Would you return the entries below word for word?

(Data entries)
══════════

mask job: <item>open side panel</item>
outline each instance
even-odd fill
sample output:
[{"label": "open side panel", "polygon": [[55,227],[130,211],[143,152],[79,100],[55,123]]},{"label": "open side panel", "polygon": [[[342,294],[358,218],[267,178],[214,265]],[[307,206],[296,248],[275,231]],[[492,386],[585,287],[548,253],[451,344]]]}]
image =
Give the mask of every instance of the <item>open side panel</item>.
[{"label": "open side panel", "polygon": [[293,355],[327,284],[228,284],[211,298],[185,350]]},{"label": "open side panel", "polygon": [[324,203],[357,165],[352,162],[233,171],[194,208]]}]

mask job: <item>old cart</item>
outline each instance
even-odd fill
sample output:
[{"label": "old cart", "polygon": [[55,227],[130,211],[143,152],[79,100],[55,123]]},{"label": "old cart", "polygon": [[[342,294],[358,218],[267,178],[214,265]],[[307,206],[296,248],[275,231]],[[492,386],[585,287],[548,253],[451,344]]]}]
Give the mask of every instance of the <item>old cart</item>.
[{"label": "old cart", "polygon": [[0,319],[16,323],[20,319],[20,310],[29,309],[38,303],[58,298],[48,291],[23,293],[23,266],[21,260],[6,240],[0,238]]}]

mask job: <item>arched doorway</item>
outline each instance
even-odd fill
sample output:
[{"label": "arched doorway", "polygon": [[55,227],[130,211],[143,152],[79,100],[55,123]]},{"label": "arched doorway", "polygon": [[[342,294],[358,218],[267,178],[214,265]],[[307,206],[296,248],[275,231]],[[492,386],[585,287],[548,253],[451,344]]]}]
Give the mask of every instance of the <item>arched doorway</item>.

══════════

§ **Answer below**
mask job: <item>open side panel</item>
outline each instance
even-odd fill
sample output:
[{"label": "open side panel", "polygon": [[55,227],[130,211],[143,152],[79,100],[55,123]]},{"label": "open side panel", "polygon": [[[342,294],[358,218],[267,178],[214,265]],[[307,206],[296,248],[275,231]],[[492,386],[585,287],[548,253],[451,344]]]}]
image =
Give the mask of every instance of the <item>open side panel</item>.
[{"label": "open side panel", "polygon": [[293,355],[327,284],[228,284],[211,298],[185,350]]},{"label": "open side panel", "polygon": [[324,203],[357,165],[352,162],[233,171],[194,208]]}]

mask job: <item>old cart</item>
outline each instance
even-odd fill
sample output:
[{"label": "old cart", "polygon": [[55,227],[130,211],[143,152],[79,100],[55,123]]},{"label": "old cart", "polygon": [[[342,294],[358,218],[267,178],[214,265]],[[307,206],[296,248],[275,231]],[[492,386],[585,287],[548,253],[451,344]]]}]
Give the mask of every instance of the <item>old cart</item>.
[{"label": "old cart", "polygon": [[0,319],[16,323],[20,319],[20,310],[29,309],[38,303],[58,298],[48,291],[23,293],[23,266],[21,260],[6,240],[0,238]]}]

mask job: <item>arched doorway</item>
outline each instance
even-odd fill
sample output:
[{"label": "arched doorway", "polygon": [[55,227],[130,211],[143,152],[79,100],[55,123]]},{"label": "arched doorway", "polygon": [[[342,294],[358,218],[267,178],[214,265]],[[307,206],[296,248],[275,231]],[[492,386],[585,287],[548,253],[451,344]]]}]
Give the mask of every instance of the <item>arched doorway</item>.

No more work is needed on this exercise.